RECORDS SHOWN
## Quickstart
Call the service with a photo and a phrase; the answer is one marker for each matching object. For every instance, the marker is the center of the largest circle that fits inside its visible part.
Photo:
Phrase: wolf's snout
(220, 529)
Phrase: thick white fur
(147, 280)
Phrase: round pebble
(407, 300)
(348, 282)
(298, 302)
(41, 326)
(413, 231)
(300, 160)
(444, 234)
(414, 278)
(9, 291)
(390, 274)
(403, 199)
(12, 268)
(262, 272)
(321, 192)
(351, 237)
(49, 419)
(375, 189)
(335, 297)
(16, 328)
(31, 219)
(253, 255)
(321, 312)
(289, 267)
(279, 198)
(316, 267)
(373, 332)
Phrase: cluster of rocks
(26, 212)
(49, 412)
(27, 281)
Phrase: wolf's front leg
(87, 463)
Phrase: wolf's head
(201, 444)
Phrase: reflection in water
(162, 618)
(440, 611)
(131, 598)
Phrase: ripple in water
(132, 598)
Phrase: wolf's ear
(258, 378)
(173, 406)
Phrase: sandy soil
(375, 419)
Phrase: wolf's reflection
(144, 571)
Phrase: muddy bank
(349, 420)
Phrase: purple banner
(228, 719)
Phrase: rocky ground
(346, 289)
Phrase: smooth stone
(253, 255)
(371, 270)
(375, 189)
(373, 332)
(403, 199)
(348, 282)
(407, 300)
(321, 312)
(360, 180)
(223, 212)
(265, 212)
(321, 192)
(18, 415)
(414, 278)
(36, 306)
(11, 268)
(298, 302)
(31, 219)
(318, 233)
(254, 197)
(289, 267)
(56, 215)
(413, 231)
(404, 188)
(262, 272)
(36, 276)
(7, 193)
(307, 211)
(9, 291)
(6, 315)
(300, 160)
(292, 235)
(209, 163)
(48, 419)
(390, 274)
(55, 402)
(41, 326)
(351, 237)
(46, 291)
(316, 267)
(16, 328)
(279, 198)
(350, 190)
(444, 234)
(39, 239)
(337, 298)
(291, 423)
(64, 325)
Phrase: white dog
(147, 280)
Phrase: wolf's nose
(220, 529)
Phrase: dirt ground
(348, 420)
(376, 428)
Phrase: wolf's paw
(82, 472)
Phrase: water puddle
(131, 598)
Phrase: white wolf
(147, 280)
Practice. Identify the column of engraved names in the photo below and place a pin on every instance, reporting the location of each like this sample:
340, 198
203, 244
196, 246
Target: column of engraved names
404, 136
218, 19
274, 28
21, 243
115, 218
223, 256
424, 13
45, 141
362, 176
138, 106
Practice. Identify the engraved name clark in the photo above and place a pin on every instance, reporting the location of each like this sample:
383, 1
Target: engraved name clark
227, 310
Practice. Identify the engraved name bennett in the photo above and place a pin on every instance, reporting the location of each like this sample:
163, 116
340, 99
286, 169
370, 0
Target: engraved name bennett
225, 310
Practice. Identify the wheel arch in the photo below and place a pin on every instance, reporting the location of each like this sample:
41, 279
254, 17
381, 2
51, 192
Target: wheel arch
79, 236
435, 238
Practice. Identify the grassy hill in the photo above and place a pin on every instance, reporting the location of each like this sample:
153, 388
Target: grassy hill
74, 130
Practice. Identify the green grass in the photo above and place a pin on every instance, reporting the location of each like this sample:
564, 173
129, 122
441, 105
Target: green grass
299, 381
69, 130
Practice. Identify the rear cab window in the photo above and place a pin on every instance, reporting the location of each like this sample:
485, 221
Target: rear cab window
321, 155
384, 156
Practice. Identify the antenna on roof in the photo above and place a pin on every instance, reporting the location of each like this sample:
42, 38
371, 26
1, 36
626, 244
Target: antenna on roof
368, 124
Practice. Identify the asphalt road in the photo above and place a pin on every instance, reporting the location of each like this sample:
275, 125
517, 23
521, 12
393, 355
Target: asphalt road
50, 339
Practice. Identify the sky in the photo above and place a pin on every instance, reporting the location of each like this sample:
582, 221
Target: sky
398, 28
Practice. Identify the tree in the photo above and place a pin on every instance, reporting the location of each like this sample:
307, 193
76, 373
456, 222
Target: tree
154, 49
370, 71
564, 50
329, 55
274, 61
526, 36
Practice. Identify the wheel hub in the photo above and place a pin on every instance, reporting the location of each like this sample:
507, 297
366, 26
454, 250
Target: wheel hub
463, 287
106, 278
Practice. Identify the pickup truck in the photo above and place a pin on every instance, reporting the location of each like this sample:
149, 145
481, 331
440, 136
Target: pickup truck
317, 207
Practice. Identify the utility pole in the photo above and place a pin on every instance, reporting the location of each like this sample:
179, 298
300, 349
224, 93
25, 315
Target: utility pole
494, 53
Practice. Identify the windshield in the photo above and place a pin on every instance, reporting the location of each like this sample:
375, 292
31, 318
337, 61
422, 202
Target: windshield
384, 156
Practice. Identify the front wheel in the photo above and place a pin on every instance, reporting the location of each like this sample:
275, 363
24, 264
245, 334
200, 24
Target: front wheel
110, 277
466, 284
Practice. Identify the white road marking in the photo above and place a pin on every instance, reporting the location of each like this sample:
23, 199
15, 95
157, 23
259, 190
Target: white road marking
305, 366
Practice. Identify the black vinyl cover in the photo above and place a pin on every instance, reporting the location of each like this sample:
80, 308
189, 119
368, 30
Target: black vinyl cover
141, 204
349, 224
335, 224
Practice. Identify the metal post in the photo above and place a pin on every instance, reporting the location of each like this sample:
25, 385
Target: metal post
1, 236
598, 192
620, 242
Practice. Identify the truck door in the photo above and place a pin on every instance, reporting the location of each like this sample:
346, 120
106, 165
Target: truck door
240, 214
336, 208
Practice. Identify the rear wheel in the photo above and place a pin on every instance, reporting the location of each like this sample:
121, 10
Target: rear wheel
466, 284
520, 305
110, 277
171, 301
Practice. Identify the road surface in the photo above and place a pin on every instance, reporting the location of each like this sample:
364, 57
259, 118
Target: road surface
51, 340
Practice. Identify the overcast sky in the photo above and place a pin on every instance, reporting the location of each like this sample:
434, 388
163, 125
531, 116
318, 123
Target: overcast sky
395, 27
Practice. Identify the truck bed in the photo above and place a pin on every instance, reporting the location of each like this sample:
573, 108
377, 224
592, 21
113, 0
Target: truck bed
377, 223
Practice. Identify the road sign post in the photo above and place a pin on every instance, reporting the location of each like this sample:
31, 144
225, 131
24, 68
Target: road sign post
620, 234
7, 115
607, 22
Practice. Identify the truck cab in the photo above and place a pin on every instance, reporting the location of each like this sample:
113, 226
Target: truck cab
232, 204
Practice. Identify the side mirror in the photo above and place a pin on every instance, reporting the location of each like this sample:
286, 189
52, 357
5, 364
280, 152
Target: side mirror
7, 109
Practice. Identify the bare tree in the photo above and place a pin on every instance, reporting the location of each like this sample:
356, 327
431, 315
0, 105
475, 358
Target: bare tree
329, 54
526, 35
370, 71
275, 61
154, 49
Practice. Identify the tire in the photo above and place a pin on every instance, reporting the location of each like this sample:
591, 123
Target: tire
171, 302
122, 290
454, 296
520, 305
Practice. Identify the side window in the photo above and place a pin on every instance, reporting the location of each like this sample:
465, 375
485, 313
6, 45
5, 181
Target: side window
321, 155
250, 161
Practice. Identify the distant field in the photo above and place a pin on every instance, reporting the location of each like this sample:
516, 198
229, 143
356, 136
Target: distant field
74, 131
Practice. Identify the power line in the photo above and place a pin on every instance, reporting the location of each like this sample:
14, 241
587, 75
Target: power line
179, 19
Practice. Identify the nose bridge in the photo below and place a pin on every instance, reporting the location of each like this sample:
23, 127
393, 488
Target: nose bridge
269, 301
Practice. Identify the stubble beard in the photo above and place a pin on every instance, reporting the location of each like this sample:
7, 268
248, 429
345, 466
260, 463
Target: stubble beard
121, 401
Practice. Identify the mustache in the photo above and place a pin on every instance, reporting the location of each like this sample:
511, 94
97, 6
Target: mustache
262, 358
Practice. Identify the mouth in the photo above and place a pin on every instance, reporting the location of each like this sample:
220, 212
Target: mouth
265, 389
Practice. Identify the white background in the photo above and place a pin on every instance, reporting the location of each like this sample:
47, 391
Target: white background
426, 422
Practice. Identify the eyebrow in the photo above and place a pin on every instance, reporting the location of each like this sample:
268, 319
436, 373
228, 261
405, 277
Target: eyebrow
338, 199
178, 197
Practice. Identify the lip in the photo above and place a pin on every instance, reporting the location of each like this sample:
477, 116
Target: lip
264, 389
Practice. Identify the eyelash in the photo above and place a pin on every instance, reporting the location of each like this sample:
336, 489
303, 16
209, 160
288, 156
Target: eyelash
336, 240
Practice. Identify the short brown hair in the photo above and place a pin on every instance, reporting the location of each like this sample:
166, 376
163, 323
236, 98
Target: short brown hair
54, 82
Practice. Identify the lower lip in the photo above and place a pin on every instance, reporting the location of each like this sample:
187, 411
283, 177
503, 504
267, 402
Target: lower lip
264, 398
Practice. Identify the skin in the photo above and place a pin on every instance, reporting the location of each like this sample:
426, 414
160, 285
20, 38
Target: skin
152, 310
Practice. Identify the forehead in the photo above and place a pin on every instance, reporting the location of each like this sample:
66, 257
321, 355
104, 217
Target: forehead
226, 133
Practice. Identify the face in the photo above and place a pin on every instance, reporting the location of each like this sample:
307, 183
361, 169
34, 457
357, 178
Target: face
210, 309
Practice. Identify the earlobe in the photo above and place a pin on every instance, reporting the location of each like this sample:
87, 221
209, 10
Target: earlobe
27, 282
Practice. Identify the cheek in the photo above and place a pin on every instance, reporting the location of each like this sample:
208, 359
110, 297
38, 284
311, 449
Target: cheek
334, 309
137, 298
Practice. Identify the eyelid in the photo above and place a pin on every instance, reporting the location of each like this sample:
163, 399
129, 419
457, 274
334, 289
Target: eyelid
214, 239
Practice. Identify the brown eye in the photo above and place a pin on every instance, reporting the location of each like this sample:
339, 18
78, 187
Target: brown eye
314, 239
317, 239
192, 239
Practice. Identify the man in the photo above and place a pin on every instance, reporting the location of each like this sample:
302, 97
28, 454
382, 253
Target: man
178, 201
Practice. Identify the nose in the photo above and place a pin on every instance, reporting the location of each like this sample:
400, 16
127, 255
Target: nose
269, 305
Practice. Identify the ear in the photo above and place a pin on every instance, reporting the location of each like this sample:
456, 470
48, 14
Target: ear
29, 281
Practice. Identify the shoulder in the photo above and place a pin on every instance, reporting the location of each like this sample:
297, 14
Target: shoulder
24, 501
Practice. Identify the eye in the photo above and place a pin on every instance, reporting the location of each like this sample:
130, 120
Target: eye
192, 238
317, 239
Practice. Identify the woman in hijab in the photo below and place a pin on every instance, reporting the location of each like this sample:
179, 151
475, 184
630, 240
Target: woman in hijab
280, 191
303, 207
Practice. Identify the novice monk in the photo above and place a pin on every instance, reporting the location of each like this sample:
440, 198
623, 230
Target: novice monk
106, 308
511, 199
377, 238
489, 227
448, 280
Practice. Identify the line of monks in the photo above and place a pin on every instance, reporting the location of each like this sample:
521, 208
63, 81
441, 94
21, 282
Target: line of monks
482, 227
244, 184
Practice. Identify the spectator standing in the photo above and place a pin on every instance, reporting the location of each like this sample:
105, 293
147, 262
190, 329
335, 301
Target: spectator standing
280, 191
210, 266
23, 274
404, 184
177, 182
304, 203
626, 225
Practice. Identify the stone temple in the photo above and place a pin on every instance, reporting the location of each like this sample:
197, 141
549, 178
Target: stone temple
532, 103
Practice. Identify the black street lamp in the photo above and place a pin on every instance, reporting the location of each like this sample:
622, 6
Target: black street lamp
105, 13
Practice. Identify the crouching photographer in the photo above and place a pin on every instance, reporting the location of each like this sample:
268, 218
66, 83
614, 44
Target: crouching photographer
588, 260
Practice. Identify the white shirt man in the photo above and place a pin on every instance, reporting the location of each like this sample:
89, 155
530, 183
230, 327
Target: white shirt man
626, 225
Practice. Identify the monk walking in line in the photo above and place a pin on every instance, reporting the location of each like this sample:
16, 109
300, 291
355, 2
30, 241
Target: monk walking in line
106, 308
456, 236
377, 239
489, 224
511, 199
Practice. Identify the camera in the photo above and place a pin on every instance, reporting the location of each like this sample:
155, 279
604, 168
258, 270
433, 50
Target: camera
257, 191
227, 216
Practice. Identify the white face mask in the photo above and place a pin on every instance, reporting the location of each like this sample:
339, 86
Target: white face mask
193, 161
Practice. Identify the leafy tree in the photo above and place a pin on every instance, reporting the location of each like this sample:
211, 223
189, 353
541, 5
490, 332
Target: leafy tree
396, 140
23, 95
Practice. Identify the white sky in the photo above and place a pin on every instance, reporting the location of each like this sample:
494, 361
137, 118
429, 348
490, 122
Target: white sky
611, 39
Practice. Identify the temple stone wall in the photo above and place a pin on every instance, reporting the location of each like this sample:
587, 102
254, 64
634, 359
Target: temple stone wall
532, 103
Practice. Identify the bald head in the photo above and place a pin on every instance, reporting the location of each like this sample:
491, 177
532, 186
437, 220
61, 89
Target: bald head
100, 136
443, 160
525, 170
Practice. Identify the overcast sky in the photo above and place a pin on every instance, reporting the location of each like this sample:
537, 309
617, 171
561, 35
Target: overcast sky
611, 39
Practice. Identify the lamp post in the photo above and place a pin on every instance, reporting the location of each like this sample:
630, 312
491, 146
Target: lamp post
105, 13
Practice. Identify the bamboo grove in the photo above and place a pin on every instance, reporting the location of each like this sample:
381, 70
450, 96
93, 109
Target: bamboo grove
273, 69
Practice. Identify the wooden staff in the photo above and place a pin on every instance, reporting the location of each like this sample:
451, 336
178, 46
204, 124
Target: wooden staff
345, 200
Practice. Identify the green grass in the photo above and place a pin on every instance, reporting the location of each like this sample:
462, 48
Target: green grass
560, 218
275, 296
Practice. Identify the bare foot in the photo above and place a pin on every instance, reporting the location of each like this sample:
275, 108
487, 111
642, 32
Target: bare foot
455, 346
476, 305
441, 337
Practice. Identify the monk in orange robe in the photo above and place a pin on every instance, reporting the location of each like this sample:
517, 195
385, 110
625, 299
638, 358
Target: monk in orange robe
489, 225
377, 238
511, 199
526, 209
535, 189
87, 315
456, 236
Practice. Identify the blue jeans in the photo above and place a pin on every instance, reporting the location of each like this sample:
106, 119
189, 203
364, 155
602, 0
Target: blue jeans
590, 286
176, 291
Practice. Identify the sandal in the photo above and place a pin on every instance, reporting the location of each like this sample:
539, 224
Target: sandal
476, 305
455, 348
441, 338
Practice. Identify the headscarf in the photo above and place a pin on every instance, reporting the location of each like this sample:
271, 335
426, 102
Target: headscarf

WORK TASK
Copy out every line of the data that includes "headscarf".

RESPONSE
Practice. Identify the headscarf in the photo above and place a pin on every instance, reporting the location of each like this sample:
Target: headscarf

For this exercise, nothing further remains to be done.